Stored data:
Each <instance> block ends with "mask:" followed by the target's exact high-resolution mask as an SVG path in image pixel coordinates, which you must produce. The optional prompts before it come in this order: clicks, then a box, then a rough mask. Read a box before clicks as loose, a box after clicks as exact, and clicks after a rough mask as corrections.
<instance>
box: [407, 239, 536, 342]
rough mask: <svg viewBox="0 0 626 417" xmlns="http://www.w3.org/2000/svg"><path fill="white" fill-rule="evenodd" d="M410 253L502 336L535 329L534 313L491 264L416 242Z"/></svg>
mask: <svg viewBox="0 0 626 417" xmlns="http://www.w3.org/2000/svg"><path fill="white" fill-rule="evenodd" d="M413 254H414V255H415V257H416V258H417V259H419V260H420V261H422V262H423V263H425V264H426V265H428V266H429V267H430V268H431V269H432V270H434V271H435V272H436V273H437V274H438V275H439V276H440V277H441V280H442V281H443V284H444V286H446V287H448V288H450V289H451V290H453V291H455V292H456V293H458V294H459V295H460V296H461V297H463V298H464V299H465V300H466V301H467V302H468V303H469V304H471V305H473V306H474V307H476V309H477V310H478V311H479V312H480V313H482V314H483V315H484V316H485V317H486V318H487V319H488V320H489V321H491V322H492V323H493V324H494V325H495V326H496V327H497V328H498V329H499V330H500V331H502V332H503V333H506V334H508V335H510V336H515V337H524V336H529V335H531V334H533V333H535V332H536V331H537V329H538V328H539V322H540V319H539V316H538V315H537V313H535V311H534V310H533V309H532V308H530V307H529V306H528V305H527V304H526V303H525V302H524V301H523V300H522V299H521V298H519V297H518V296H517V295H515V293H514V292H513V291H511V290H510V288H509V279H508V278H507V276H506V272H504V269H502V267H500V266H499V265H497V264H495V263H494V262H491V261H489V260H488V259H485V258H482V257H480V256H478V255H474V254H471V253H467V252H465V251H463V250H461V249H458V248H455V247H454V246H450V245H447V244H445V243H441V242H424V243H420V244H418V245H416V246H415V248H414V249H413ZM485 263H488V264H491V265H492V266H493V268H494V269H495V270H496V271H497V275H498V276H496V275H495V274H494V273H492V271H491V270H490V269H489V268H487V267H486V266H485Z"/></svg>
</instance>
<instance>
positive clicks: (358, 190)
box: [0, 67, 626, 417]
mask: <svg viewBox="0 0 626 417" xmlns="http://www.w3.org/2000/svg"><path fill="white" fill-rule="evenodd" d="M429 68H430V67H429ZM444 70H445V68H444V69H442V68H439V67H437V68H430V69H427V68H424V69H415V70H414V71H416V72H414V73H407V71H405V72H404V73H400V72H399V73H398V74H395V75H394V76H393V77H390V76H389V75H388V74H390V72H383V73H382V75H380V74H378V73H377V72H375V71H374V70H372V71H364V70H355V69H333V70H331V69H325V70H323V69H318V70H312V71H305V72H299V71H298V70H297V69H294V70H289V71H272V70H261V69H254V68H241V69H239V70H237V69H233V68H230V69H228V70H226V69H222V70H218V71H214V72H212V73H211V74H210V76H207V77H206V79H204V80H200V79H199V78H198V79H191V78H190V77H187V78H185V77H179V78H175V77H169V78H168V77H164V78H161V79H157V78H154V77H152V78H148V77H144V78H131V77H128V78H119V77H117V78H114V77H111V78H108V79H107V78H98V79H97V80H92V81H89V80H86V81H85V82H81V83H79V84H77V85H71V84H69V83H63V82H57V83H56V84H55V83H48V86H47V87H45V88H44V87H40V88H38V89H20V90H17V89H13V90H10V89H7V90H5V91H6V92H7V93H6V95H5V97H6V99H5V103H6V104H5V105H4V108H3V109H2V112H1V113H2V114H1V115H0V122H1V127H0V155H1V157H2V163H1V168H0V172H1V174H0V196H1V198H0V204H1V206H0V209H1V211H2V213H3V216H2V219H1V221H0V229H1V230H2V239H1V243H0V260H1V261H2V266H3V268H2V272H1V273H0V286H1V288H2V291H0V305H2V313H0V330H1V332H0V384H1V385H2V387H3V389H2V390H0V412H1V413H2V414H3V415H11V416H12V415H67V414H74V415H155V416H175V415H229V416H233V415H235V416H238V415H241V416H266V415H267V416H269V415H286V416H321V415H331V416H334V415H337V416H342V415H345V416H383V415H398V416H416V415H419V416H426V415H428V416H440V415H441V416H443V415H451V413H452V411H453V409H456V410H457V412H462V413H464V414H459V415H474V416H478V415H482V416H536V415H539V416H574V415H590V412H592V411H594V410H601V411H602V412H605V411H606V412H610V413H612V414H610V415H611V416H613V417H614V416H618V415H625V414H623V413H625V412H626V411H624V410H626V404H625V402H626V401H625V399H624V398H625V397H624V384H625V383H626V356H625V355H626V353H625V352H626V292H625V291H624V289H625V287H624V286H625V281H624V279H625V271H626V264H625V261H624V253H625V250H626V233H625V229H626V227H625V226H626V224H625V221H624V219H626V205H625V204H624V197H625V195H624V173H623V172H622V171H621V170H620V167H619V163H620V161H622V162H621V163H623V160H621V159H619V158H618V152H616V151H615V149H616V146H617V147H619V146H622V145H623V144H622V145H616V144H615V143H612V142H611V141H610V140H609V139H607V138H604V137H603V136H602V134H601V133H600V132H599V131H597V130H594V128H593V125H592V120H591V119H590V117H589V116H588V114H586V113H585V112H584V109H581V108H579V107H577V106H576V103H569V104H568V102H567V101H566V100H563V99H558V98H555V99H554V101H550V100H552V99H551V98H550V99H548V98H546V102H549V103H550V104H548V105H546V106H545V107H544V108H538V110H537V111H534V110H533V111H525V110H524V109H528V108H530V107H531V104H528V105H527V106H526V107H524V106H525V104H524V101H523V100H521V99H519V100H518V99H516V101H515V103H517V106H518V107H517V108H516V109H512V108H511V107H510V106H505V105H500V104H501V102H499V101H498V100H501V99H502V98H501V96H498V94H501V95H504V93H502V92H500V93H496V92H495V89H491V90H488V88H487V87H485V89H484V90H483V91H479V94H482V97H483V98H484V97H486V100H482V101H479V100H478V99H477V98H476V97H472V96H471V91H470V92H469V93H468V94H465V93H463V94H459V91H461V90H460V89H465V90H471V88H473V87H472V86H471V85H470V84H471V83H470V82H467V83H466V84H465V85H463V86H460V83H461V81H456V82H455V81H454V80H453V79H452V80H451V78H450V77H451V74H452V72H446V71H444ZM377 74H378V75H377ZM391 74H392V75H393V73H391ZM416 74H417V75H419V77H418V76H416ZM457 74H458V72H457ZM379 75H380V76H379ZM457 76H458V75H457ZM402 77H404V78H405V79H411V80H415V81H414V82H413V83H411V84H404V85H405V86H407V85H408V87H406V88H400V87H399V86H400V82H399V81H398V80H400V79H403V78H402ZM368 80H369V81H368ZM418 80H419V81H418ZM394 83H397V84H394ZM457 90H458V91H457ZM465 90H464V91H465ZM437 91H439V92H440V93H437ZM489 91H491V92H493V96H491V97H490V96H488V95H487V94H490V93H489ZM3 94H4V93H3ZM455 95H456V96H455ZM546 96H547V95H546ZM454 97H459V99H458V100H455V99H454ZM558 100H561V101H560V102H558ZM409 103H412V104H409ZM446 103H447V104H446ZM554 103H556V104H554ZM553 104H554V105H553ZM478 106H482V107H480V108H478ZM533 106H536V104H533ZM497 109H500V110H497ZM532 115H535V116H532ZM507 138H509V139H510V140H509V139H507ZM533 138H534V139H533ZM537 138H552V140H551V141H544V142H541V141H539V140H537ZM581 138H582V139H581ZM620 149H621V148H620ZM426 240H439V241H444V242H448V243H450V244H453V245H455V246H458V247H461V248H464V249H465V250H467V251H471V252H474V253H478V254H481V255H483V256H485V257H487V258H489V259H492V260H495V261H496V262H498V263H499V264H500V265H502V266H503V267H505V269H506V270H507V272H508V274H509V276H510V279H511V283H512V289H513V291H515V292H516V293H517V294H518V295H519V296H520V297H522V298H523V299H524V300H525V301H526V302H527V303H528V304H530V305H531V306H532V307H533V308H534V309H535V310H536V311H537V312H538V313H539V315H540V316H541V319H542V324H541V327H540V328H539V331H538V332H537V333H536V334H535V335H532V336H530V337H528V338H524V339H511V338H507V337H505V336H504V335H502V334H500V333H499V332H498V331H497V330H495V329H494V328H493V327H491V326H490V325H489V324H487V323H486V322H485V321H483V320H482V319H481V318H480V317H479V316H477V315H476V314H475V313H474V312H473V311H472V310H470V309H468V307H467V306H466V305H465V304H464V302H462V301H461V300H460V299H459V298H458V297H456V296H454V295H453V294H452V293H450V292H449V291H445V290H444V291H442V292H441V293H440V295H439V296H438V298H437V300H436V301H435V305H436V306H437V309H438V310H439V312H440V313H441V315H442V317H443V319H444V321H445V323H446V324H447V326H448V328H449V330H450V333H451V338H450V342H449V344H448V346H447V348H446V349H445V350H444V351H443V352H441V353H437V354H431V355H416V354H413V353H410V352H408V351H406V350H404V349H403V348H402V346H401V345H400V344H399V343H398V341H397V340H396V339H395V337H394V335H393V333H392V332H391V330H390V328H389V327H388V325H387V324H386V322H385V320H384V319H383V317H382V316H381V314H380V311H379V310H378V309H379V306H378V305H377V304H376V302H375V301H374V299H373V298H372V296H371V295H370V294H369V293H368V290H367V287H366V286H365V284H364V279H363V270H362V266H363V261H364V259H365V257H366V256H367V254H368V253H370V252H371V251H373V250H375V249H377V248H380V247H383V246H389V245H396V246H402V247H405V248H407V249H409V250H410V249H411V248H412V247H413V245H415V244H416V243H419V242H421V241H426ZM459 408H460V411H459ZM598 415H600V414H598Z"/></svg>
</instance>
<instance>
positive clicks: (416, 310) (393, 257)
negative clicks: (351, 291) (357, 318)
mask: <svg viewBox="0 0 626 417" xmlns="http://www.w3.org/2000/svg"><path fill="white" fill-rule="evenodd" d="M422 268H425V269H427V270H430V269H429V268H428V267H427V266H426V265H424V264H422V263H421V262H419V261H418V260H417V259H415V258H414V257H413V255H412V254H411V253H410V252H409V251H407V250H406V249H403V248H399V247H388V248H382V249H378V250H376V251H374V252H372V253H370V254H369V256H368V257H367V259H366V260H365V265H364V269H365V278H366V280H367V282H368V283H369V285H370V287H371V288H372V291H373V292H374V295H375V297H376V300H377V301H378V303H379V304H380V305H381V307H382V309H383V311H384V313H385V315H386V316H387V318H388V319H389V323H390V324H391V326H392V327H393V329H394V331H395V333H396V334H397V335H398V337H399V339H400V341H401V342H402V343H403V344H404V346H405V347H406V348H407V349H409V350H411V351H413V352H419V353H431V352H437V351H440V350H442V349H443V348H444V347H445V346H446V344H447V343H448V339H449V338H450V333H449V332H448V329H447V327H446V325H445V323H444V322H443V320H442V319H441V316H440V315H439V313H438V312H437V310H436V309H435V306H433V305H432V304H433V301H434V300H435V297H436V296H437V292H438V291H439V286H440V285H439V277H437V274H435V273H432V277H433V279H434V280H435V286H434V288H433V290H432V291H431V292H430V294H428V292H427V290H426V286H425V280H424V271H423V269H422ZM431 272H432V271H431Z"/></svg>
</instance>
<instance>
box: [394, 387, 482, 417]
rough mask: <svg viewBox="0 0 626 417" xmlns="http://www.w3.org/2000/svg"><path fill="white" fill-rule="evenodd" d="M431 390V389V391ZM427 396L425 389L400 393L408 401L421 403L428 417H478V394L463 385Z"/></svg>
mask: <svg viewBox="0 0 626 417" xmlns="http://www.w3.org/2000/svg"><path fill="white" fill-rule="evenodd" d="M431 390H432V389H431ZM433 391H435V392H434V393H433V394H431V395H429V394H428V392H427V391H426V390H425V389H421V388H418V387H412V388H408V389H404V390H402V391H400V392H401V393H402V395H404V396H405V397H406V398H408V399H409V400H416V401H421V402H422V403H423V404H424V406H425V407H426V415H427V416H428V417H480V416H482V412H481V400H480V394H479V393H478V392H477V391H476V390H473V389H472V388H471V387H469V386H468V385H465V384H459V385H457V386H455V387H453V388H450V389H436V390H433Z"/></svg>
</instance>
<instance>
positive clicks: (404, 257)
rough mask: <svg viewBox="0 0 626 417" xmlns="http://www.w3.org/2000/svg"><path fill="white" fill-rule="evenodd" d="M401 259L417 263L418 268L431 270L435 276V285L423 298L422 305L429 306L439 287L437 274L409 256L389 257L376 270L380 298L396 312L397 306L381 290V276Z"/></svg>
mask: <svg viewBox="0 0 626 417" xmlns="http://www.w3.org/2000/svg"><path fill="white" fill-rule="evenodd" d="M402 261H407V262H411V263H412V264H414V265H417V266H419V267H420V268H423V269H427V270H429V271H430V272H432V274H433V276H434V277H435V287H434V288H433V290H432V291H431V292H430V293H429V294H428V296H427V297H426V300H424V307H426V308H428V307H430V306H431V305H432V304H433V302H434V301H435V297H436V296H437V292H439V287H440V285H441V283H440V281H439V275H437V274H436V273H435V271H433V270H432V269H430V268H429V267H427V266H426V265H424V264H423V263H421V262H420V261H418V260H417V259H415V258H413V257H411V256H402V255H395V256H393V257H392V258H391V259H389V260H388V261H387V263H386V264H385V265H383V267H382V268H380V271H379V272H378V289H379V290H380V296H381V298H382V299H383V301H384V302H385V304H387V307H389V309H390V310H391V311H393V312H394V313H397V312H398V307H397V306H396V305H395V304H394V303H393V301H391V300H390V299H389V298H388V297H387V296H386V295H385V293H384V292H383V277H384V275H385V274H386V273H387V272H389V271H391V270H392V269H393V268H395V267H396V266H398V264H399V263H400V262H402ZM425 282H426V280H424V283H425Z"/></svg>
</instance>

◆ **Problem to solve**: Copy out the lines of the data where the word "clicks" can be found.

◆ **Answer box**:
Each <instance> block ends with "mask:" followed by the target's exact high-resolution mask as an SVG path in image pixel coordinates, which you must produce. The optional prompts before it come in this order: clicks, then a box, then a rough mask. Read a box before clicks as loose, a box after clicks as exact, and clicks after a rough mask as corrections.
positive clicks: (358, 190)
positive clicks: (416, 310) (393, 257)
negative clicks: (351, 291) (357, 318)
positive clicks: (404, 257)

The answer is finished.